Set down exactly the stretch of lines below that opens at the line containing "For each instance of the backpack" and continues through the last line of the entries, and nothing else.

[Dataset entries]
----------------

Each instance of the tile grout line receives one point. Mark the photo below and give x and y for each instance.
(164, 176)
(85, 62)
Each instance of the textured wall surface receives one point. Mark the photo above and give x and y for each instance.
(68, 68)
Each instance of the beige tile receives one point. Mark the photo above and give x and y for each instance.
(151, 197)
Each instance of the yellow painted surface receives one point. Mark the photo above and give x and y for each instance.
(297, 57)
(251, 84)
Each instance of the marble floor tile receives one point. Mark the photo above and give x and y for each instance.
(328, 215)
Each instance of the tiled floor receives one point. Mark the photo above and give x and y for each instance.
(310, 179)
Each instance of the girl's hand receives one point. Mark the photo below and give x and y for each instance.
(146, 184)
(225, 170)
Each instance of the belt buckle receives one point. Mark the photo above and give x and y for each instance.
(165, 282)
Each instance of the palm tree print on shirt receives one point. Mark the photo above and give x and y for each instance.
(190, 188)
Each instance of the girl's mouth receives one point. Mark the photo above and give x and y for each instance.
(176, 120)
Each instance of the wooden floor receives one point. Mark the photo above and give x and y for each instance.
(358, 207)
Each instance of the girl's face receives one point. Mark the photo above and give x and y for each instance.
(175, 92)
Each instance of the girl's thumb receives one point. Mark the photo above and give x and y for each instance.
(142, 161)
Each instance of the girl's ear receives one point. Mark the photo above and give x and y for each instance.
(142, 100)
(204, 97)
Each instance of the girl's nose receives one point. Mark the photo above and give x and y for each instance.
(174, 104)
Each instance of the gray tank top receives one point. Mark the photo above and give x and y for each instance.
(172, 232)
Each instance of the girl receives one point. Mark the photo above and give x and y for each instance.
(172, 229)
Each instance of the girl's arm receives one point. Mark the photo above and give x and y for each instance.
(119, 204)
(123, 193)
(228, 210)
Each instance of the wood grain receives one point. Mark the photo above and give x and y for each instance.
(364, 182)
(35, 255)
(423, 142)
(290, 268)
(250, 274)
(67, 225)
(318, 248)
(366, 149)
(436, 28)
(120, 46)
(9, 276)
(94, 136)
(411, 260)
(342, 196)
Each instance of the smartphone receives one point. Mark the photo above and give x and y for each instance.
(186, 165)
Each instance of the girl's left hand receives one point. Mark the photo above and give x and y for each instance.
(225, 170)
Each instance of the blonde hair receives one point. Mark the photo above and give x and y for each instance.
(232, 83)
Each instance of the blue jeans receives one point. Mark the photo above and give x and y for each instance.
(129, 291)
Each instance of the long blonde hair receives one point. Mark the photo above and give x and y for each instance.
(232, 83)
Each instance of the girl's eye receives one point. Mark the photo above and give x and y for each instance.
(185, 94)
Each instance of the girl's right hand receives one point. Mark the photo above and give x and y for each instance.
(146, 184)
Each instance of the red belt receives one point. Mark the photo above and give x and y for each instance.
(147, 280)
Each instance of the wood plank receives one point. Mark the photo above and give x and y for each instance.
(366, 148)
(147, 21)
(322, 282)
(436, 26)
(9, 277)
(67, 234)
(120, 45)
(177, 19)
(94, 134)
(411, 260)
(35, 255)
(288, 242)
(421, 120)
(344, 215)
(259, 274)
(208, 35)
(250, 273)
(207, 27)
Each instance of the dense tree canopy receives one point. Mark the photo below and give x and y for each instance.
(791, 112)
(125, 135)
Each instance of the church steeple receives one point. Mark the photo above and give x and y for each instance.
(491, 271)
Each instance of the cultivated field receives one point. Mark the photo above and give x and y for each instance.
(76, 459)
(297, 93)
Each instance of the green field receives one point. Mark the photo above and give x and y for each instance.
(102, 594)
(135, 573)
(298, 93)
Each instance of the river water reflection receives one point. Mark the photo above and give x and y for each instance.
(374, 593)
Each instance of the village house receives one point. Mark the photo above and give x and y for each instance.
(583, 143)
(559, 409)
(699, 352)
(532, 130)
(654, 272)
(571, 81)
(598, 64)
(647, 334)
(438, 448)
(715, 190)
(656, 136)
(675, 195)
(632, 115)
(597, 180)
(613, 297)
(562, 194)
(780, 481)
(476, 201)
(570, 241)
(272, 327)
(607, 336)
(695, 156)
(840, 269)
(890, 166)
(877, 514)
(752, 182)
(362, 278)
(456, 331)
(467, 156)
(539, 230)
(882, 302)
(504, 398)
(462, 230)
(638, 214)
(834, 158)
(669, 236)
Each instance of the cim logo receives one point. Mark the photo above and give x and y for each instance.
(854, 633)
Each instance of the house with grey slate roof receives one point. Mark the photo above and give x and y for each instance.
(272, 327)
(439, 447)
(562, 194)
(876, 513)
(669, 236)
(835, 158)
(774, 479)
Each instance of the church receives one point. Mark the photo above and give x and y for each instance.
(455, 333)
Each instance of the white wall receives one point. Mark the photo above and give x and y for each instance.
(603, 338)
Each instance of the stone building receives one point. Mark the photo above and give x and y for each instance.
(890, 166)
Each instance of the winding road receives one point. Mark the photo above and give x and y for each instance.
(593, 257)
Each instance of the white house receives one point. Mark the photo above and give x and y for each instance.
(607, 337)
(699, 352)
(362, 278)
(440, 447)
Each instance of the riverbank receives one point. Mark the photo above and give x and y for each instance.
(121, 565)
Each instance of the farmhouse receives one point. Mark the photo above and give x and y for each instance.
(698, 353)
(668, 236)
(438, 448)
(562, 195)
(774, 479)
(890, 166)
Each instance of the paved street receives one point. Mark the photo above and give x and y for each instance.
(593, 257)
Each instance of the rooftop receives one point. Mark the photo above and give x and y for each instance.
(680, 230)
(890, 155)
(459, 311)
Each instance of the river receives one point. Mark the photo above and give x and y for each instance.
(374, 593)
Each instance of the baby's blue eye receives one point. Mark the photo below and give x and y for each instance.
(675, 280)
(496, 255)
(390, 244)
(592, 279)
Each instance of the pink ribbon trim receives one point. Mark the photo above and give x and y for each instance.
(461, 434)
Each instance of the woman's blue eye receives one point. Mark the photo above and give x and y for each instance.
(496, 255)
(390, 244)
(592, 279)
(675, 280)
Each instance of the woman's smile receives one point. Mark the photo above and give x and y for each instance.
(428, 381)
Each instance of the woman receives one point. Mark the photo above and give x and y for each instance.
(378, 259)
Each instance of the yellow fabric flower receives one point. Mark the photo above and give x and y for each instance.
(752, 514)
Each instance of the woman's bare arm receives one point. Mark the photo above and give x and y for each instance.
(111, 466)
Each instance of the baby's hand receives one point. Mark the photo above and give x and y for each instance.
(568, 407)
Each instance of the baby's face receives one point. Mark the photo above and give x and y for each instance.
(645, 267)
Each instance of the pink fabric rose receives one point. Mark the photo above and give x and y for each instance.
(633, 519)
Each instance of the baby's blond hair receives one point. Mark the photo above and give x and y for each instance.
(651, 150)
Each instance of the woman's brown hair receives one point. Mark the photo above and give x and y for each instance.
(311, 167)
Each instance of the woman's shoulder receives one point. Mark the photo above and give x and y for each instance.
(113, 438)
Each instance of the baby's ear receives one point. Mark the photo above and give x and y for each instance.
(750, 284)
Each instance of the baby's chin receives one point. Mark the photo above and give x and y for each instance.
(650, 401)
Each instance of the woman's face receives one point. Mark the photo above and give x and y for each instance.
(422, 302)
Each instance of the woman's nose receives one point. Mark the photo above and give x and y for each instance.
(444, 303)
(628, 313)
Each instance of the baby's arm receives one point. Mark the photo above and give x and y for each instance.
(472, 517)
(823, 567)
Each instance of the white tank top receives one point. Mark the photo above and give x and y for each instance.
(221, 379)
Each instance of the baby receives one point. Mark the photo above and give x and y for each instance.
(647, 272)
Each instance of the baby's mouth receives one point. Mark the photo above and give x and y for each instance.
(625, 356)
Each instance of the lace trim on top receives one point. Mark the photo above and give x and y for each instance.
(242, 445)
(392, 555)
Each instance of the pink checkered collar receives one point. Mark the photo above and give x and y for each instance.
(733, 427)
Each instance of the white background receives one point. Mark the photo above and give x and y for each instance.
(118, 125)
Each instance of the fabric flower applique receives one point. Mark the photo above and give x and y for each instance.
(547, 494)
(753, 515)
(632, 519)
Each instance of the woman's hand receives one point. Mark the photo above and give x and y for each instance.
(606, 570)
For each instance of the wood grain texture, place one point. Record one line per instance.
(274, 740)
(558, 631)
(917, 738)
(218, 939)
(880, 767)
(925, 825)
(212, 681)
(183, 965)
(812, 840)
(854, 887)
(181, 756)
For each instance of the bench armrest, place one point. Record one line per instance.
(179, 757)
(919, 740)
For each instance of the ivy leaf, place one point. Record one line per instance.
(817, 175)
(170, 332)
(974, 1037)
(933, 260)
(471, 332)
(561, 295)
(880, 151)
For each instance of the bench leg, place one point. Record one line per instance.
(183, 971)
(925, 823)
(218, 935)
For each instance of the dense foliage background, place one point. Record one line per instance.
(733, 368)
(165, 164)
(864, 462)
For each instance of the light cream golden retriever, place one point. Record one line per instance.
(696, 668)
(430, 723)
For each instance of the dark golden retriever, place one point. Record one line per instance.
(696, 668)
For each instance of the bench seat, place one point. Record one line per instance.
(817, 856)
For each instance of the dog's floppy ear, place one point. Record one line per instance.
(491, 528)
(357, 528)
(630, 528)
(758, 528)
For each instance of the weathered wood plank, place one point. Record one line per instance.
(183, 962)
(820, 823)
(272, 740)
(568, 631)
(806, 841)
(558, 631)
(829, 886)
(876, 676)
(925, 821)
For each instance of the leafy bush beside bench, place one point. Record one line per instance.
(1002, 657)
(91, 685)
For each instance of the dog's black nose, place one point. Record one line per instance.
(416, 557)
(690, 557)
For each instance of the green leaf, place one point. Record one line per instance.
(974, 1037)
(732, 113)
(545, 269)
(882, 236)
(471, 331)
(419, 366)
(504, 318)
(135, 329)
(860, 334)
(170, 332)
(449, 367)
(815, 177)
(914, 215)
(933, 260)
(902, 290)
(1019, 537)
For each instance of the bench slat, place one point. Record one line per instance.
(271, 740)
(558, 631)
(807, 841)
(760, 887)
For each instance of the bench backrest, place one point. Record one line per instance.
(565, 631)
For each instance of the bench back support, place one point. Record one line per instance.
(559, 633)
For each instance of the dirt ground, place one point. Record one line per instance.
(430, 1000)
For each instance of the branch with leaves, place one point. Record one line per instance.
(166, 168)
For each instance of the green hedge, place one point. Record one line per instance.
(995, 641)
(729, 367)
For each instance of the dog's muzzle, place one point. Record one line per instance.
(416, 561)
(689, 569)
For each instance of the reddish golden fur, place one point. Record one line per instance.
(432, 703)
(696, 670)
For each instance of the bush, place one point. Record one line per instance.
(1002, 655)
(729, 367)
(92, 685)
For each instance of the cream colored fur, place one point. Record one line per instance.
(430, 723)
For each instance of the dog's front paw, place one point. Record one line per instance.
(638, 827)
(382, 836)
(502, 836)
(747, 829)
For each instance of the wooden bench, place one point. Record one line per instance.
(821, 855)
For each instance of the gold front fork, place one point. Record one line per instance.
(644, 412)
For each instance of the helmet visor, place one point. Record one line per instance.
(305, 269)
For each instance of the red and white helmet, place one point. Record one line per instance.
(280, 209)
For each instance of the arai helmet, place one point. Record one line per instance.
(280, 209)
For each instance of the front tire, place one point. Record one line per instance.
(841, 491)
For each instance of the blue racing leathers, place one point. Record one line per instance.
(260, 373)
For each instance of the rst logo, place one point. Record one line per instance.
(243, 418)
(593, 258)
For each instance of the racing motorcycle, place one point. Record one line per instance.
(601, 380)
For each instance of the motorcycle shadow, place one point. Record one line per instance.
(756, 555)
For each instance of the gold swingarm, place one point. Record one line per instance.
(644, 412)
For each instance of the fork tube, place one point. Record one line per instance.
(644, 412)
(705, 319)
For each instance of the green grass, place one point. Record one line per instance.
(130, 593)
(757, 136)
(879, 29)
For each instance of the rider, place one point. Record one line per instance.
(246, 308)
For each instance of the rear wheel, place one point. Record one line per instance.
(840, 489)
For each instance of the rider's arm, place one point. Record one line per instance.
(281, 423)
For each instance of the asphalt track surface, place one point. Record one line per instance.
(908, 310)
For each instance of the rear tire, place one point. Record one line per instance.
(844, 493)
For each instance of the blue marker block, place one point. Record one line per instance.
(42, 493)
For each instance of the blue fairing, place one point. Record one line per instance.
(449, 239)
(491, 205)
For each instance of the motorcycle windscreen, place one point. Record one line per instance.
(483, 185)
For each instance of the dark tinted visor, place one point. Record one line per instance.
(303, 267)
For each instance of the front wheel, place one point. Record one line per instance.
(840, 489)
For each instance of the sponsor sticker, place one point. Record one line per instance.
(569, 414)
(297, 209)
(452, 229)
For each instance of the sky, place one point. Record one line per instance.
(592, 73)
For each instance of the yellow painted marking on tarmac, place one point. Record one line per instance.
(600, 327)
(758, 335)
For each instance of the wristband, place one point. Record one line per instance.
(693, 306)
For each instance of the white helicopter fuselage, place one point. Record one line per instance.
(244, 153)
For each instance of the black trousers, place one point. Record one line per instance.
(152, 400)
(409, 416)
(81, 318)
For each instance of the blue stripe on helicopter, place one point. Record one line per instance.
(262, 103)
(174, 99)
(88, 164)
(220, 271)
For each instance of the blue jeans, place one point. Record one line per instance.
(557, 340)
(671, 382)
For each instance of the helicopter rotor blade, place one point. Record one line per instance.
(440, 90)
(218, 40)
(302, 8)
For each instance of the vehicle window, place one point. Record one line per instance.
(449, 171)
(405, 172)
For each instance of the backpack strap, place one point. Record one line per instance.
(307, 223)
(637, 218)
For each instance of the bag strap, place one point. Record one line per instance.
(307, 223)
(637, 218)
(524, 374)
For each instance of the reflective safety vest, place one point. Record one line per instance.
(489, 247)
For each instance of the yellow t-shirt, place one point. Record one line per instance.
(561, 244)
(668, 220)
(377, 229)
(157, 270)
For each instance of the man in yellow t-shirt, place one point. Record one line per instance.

----------------

## OUTPUT FOR THIS TASK
For each instance of the backpack strap, place one point. Record one line per instance.
(307, 223)
(637, 218)
For each instance of the bag strap, place one point. Record one line per instance.
(307, 223)
(637, 218)
(524, 374)
For each instance of the reflective safety vest, place one point. Record one line per instance.
(489, 247)
For each instance of the yellow t-shirt, place one point. Record one line per instance.
(561, 244)
(668, 220)
(377, 229)
(157, 270)
For each instance of the man in yellow t-shirt, place one point. Record one line per instance.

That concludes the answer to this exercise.